:: REQUIRED WORK ::
**1)** Using the mailing-list reply below about simplifying shrink_inactive_list(), decide whether each statement agrees with it: (a) the stack figures were measured on an x86-64 configuration; (b) the patch drops nr_freed and uses nr_reclaimed directly; (c) the stack measurements came from an unmodified bloat-o-meter. For each, answer yes or no and quote the deciding words of the reply.
**2)** Write the next part of the mailing-list reply below about simplifying shrink_inactive_list(), picking up after its final line.

Re: [PATCH 1/4] vmscan: simplify shrink_inactive_list()

Mel Gorman <mel@xxxxxxxxx> · Thu, 15 Apr 2010 14:15:33 +0100

On Thu, Apr 15, 2010 at 07:23:04PM +0900, KOSAKI Motohiro wrote:
> Now, max_scan of shrink_inactive_list() is always passed less than
> SWAP_CLUSTER_MAX. then, we can remove scanning pages loop in it.
> This patch also help stack diet.
> 

Yep. I modified bloat-o-meter to work with stacks (imaginatively calling it
stack-o-meter) and got the following. The prereq patches are from
earlier in the thread with the subjects

vmscan: kill prev_priority completely
vmscan: move priority variable into scan_control

It gets

$ stack-o-meter vmlinux-vanilla vmlinux-1-2patchprereq 
add/remove: 0/0 grow/shrink: 0/1 up/down: 0/-72 (-72)
function                                     old     new   delta
kswapd                                       748     676     -72

and with this patch on top

$ stack-o-meter vmlinux-vanilla vmlinux-2-simplfy-shrink 
add/remove: 0/0 grow/shrink: 0/2 up/down: 0/-144 (-144)
function                                     old     new   delta
shrink_zone                                 1232    1160     -72
kswapd                                       748     676     -72

X86-32 based config.

> detail
>  - remove "while (nr_scanned < max_scan)" loop
>  - remove nr_freed (now, we use nr_reclaimed directly)
>  - remove nr_scan (now, we use nr_scanned directly)

:: Records from a data collection ::
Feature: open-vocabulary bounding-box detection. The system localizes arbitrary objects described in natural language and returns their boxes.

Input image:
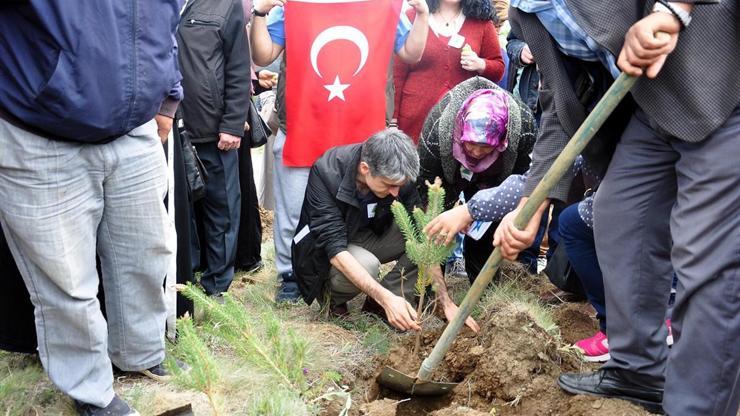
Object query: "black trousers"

[234,144,262,270]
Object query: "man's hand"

[617,13,681,78]
[406,0,429,15]
[257,69,278,90]
[442,300,480,334]
[424,205,473,246]
[218,133,242,152]
[493,198,550,261]
[378,292,421,331]
[519,44,534,65]
[460,48,486,74]
[252,0,285,13]
[154,114,173,143]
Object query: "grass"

[0,242,559,416]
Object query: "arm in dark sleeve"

[158,14,183,118]
[511,112,537,175]
[416,115,444,206]
[506,36,527,67]
[480,21,506,82]
[303,165,348,259]
[219,2,252,137]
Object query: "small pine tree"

[391,178,454,354]
[166,317,221,416]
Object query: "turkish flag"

[283,0,402,167]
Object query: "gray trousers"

[594,108,740,416]
[0,120,174,406]
[272,130,311,274]
[329,224,417,305]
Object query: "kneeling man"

[292,129,477,330]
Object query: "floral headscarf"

[452,89,509,173]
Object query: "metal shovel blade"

[378,367,458,396]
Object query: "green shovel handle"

[417,73,637,382]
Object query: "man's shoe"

[139,360,190,383]
[558,369,663,414]
[574,331,611,363]
[329,302,349,318]
[238,260,265,274]
[275,272,301,303]
[75,396,140,416]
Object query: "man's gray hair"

[360,128,419,182]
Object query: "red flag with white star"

[283,0,402,167]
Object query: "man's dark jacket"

[0,0,182,143]
[509,0,740,200]
[177,0,252,143]
[292,144,421,304]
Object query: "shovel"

[378,73,637,396]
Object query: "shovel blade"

[378,367,458,396]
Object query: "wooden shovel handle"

[417,73,637,382]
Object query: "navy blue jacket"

[0,0,182,143]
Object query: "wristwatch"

[653,0,691,29]
[252,7,269,17]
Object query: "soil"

[355,304,649,416]
[554,303,599,344]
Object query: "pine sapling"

[391,178,454,354]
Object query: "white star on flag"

[324,75,350,101]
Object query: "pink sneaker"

[575,331,609,363]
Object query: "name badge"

[293,225,311,244]
[465,221,493,241]
[447,33,465,49]
[460,166,473,182]
[367,202,378,218]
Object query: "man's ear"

[357,162,370,175]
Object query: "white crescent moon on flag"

[311,26,369,78]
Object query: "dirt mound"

[554,303,599,344]
[360,306,648,416]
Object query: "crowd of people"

[0,0,740,416]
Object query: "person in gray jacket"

[495,0,740,416]
[177,0,251,296]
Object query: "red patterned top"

[393,10,505,143]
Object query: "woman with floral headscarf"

[417,77,536,280]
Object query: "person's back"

[0,0,179,143]
[177,0,251,296]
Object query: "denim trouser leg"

[0,120,173,406]
[272,130,311,274]
[559,204,606,333]
[193,142,241,295]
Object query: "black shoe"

[558,369,663,414]
[275,272,301,303]
[139,360,190,382]
[75,396,140,416]
[237,260,265,274]
[329,302,349,318]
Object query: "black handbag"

:: FINAL ANSWERS ::
**1)**
(a) No: "X86-32 based config."
(b) Yes: "remove nr_freed (now, we use nr_reclaimed directly)"
(c) No: "I modified bloat-o-meter to work with stacks"

**2)**
>  - rename max_scan to nr_to_scan
>  - pass nr_to_scan into isolate_pages() directly instead
>    using SWAP_CLUSTER_MAX
> 
> Signed-off-by: KOSAKI Motohiro <kosaki.motohiro@xxxxxxxxxxxxxx>

I couldn't spot any problems. I'd consider throwing a

WARN_ON(nr_to_scan > SWAP_CLUSTER_MAX) in case some future change breaks
the assumptions but otherwise.

Acked-by: Mel Gorman <mel@xxxxxxxxx>

> ---
>  mm/vmscan.c |  190 ++++++++++++++++++++++++++++-------------------------------
>  1 files changed, 89 insertions(+), 101 deletions(-)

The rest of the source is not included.